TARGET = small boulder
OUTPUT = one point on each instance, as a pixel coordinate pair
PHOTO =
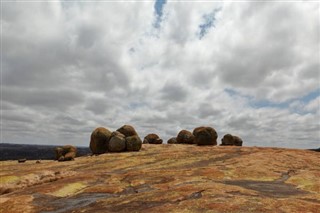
(22, 160)
(172, 140)
(65, 153)
(152, 139)
(237, 141)
(133, 143)
(117, 143)
(99, 140)
(227, 140)
(205, 136)
(127, 130)
(185, 137)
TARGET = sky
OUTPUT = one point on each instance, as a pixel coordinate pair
(248, 68)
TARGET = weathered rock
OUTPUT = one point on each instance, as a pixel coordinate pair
(205, 136)
(99, 140)
(172, 140)
(186, 137)
(22, 160)
(133, 143)
(231, 140)
(127, 130)
(237, 141)
(167, 178)
(65, 153)
(197, 129)
(152, 139)
(117, 143)
(227, 140)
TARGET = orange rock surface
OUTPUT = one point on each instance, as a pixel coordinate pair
(167, 178)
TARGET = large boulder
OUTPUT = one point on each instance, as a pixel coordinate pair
(127, 130)
(152, 139)
(172, 140)
(205, 136)
(227, 140)
(186, 137)
(231, 140)
(99, 140)
(133, 143)
(117, 143)
(65, 153)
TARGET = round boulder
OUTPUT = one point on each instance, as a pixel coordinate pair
(237, 141)
(227, 140)
(65, 153)
(205, 136)
(172, 140)
(117, 143)
(186, 137)
(152, 139)
(99, 140)
(133, 143)
(127, 130)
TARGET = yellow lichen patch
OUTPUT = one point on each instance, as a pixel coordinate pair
(70, 189)
(8, 179)
(104, 189)
(306, 183)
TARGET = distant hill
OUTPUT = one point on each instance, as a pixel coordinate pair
(32, 152)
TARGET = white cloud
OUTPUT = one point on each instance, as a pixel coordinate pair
(70, 67)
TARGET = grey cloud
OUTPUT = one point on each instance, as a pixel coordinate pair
(67, 70)
(55, 99)
(206, 110)
(174, 92)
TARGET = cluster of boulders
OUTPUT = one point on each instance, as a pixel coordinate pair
(123, 139)
(204, 136)
(126, 139)
(152, 139)
(65, 153)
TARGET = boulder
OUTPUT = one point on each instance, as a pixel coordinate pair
(117, 143)
(133, 143)
(205, 136)
(127, 130)
(186, 137)
(172, 140)
(197, 129)
(237, 141)
(99, 140)
(152, 139)
(227, 140)
(65, 153)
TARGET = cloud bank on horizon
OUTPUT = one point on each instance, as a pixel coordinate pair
(250, 69)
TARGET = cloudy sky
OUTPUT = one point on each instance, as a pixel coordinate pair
(247, 68)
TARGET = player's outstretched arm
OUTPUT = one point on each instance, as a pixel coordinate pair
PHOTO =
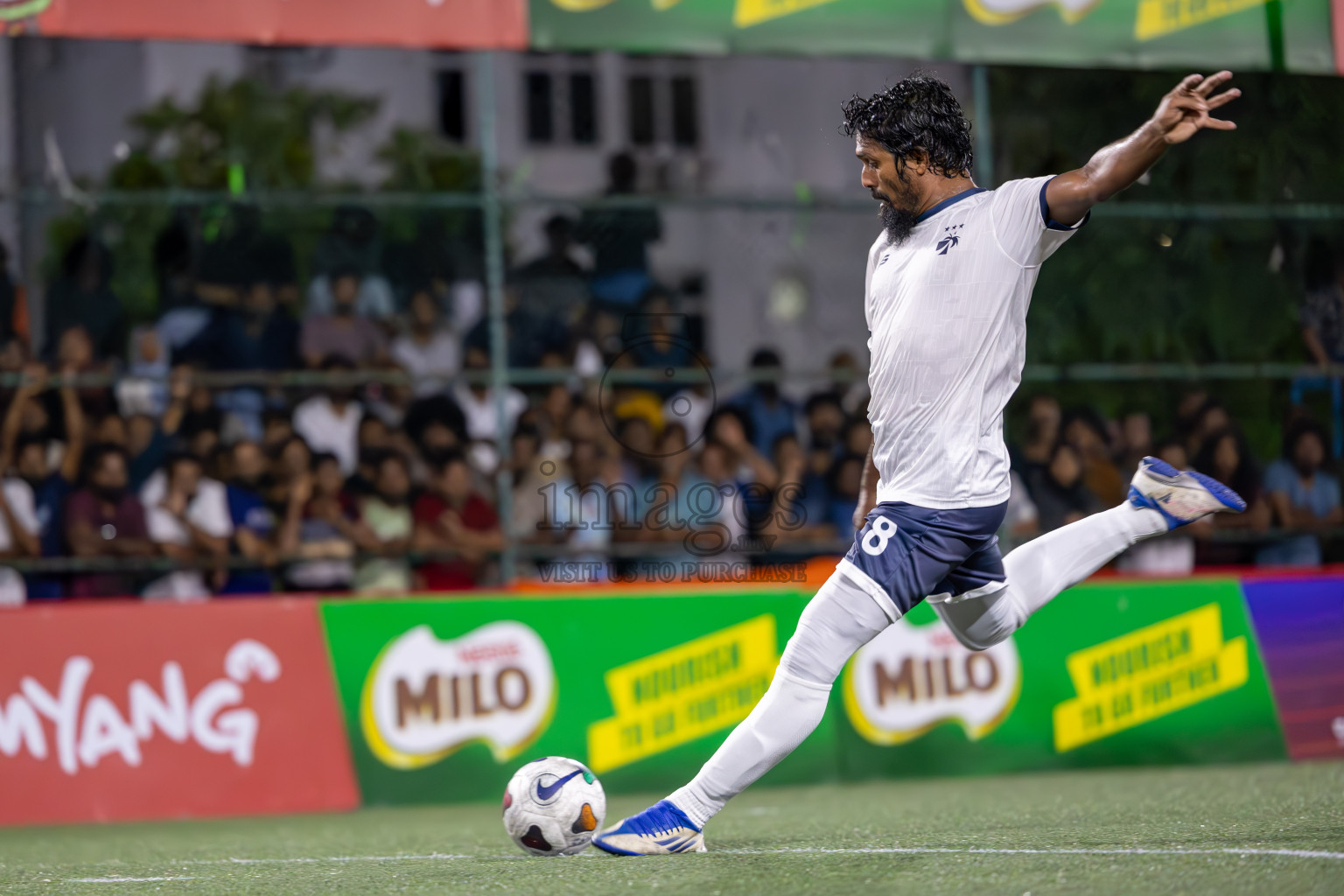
(1180, 115)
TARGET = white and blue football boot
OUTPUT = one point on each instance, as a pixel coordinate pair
(1180, 496)
(659, 830)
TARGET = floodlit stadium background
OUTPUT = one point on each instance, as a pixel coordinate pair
(609, 355)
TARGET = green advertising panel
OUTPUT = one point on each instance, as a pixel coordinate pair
(1106, 675)
(1126, 34)
(445, 699)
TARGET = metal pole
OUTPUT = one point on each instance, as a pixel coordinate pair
(494, 226)
(983, 128)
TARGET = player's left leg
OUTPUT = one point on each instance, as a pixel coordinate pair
(1160, 499)
(836, 622)
(898, 556)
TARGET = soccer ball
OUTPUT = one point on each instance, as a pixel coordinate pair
(553, 806)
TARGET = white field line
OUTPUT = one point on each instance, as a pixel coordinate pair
(122, 880)
(842, 850)
(1135, 850)
(324, 858)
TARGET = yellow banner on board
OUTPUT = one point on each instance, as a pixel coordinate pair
(683, 693)
(1148, 673)
(1158, 18)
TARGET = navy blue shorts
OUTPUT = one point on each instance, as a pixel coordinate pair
(909, 552)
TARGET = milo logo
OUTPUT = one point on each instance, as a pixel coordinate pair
(999, 12)
(425, 697)
(912, 679)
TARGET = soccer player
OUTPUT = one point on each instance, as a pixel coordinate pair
(947, 294)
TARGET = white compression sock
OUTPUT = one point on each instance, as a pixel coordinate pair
(839, 620)
(1042, 569)
(1046, 566)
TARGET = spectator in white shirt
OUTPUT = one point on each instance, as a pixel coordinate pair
(187, 516)
(18, 537)
(330, 421)
(478, 401)
(429, 351)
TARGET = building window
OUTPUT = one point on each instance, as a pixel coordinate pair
(452, 105)
(561, 100)
(663, 103)
(582, 108)
(541, 121)
(686, 112)
(642, 132)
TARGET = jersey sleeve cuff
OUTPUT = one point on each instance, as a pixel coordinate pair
(1050, 222)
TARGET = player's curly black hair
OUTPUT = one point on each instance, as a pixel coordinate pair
(915, 115)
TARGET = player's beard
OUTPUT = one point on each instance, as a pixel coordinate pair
(898, 223)
(897, 220)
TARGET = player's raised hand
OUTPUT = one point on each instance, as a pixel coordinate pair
(1187, 108)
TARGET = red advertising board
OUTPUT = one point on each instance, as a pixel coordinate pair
(160, 710)
(460, 24)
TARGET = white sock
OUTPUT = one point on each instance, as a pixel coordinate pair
(839, 620)
(1046, 566)
(1042, 569)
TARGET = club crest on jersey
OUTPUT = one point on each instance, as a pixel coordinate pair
(950, 236)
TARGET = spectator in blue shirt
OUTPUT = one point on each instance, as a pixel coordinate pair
(27, 451)
(1303, 497)
(767, 413)
(255, 522)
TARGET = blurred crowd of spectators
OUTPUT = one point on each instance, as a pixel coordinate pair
(394, 486)
(1071, 465)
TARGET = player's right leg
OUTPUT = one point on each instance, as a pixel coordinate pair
(836, 622)
(1160, 499)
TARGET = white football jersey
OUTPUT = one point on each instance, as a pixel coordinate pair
(947, 318)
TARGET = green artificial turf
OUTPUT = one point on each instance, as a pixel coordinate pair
(797, 840)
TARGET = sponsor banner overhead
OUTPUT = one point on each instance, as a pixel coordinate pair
(1300, 625)
(1106, 675)
(1124, 34)
(445, 699)
(460, 24)
(150, 710)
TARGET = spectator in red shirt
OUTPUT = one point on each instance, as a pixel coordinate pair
(105, 519)
(453, 517)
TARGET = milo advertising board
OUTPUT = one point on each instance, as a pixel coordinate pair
(445, 699)
(1106, 675)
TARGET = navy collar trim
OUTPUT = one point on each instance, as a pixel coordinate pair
(949, 200)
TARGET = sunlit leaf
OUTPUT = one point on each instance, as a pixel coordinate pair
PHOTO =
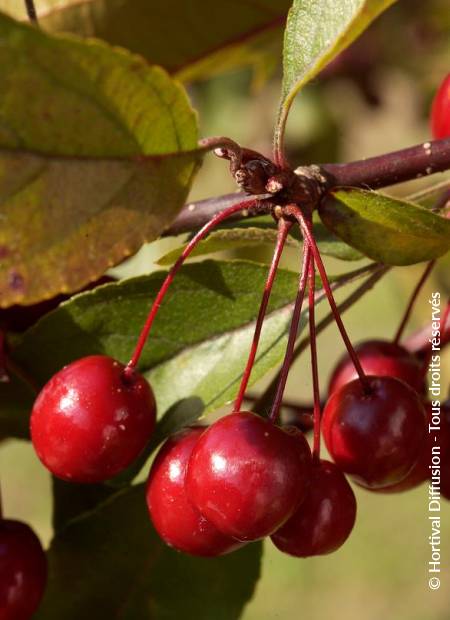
(94, 159)
(387, 230)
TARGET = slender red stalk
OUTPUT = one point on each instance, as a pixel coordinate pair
(283, 230)
(31, 10)
(412, 300)
(293, 330)
(314, 366)
(217, 219)
(307, 233)
(3, 371)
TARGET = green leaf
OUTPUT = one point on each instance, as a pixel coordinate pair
(387, 230)
(316, 32)
(113, 562)
(185, 37)
(209, 312)
(98, 161)
(70, 500)
(261, 231)
(16, 400)
(200, 341)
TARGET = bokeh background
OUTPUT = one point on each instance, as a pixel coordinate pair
(374, 98)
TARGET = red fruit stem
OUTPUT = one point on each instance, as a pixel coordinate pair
(314, 365)
(293, 330)
(31, 11)
(412, 300)
(419, 342)
(3, 361)
(283, 229)
(307, 233)
(215, 221)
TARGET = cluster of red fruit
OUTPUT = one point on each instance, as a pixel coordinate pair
(243, 478)
(212, 490)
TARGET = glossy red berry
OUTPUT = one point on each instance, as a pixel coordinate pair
(23, 571)
(421, 470)
(325, 518)
(375, 437)
(178, 523)
(247, 476)
(88, 423)
(440, 110)
(379, 358)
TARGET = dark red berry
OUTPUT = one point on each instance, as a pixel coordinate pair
(23, 571)
(421, 470)
(375, 437)
(178, 523)
(440, 110)
(325, 518)
(379, 358)
(88, 423)
(247, 476)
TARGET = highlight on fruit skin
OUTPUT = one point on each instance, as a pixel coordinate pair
(23, 570)
(379, 358)
(247, 476)
(175, 519)
(88, 423)
(325, 518)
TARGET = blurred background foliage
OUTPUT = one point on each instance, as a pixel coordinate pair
(374, 98)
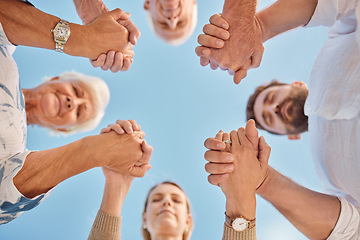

· · ·

Lines to set down from above: the line with "TARGET = soccer ball", the line with "TARGET = player's raised hand", and every line between, each exactly as written.

The completed task
TARGET = soccer ball
OUTPUT = one point on each instance, as a pixel coordinate pair
(553, 806)
TARGET = white field line
OUTPUT = one point on each instance, as a pixel coordinate pair
(122, 880)
(842, 850)
(1135, 850)
(324, 858)
TARGET = yellow banner on board
OUTPUT = one point on each instance, as a pixel coordinate pair
(683, 693)
(1148, 673)
(1158, 18)
TARGET = navy blue shorts
OUTPUT = one point on each instance, as a pixel coordinate pair
(909, 552)
TARGET = milo logo
OUTPUT = one point on each instance, as a pixel coordinate pair
(999, 12)
(425, 697)
(912, 679)
TARGET = soccer player
OUTPUT = one point on each instance, as a pixel coordinate pair
(947, 294)
TARGET = white compression sock
OUTPUT = one point on each instance, as a pixel coordinate pair
(839, 620)
(1042, 569)
(1046, 566)
TARGET = spectator in white shirt
OUTPUT = one point on each instance, as a pixel coordinate pair
(187, 516)
(18, 537)
(330, 421)
(478, 401)
(429, 351)
TARGET = building window
OUTPUT = one point on each instance, as a pixel coordinate pair
(452, 105)
(561, 100)
(663, 103)
(582, 108)
(541, 121)
(686, 112)
(642, 132)
TARGET = jersey sleeve cuff
OUTPUT = one point on each instance, as a pixel coordinate pair
(1050, 222)
TARGET = player's curly black hair
OUTPUT = one point on each instance, as a pixel coordinate pair
(915, 115)
TARGET = player's beard
OUTPUT = one point on each instance, as a pixel coordinate pair
(898, 223)
(897, 220)
TARGET = player's raised hand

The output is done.